■ Exercise requirements
Extract every line of the outline records below that contains the string "task".

[Outline records]
--------
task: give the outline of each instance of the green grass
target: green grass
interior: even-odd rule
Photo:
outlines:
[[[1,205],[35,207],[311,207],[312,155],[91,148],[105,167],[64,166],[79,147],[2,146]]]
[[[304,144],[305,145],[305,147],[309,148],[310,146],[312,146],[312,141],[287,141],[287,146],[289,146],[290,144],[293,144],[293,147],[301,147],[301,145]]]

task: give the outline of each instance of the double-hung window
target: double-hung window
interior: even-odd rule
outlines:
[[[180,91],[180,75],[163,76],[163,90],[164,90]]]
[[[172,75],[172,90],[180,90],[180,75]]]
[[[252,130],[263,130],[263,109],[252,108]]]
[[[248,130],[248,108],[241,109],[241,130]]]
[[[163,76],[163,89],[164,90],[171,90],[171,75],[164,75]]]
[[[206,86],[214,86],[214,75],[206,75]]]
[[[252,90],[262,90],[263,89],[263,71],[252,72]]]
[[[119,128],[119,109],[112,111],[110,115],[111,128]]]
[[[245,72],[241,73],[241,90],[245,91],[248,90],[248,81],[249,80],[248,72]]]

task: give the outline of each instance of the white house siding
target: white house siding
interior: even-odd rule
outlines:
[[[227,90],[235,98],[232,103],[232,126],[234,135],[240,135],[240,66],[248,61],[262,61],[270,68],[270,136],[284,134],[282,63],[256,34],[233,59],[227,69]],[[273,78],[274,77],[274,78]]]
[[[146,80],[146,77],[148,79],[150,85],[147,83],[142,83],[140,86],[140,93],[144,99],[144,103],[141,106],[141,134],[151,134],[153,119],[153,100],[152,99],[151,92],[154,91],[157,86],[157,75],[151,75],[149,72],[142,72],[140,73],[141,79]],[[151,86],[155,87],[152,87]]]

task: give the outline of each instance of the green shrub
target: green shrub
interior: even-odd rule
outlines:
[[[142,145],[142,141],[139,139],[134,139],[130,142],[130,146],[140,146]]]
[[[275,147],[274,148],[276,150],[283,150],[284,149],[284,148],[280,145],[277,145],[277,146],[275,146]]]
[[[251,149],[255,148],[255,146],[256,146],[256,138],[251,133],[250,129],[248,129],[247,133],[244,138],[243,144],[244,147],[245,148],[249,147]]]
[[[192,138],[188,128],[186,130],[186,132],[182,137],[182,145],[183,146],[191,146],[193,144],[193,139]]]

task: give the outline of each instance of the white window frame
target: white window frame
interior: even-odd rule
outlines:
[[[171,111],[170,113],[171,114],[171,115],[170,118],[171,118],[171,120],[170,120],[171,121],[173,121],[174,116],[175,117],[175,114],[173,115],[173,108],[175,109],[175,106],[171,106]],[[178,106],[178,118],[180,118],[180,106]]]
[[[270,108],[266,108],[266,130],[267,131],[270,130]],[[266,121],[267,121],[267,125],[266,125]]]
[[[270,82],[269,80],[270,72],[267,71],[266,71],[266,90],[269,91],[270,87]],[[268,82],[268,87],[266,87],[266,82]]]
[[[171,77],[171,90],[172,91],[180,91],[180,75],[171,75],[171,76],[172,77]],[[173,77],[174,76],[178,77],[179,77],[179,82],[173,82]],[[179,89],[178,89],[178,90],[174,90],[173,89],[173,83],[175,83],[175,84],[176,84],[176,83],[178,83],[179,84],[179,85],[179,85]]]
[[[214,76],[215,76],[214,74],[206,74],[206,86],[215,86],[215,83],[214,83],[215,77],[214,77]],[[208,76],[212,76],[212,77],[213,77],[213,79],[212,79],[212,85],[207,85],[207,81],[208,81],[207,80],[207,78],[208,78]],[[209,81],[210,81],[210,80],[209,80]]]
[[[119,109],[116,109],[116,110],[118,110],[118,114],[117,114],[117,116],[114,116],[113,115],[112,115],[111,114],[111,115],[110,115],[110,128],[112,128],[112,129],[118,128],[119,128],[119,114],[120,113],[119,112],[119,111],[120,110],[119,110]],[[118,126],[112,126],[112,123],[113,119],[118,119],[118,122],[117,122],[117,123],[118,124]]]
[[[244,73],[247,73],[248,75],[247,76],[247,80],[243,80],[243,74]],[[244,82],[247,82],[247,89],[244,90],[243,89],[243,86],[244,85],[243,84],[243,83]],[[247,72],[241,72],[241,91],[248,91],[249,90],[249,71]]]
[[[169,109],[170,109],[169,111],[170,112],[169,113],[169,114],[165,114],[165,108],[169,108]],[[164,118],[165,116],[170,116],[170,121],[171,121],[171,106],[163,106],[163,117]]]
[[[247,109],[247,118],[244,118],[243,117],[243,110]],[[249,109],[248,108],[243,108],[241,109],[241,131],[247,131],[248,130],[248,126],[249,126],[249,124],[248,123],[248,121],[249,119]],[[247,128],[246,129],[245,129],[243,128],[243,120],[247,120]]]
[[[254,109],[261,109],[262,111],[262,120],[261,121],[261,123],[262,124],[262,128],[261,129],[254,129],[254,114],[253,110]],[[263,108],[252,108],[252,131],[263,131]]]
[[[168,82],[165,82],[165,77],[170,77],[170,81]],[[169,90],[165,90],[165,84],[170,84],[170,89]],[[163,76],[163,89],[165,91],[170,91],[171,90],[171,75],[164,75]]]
--------
■ Answer to the exercise
task: give the outline of each instance of the green grass
task: give the outline of each instance of the double-hung window
task: give the outline of each instance of the white house siding
task: give the outline of each instance of the green shrub
task: give the outline of each instance of the white window frame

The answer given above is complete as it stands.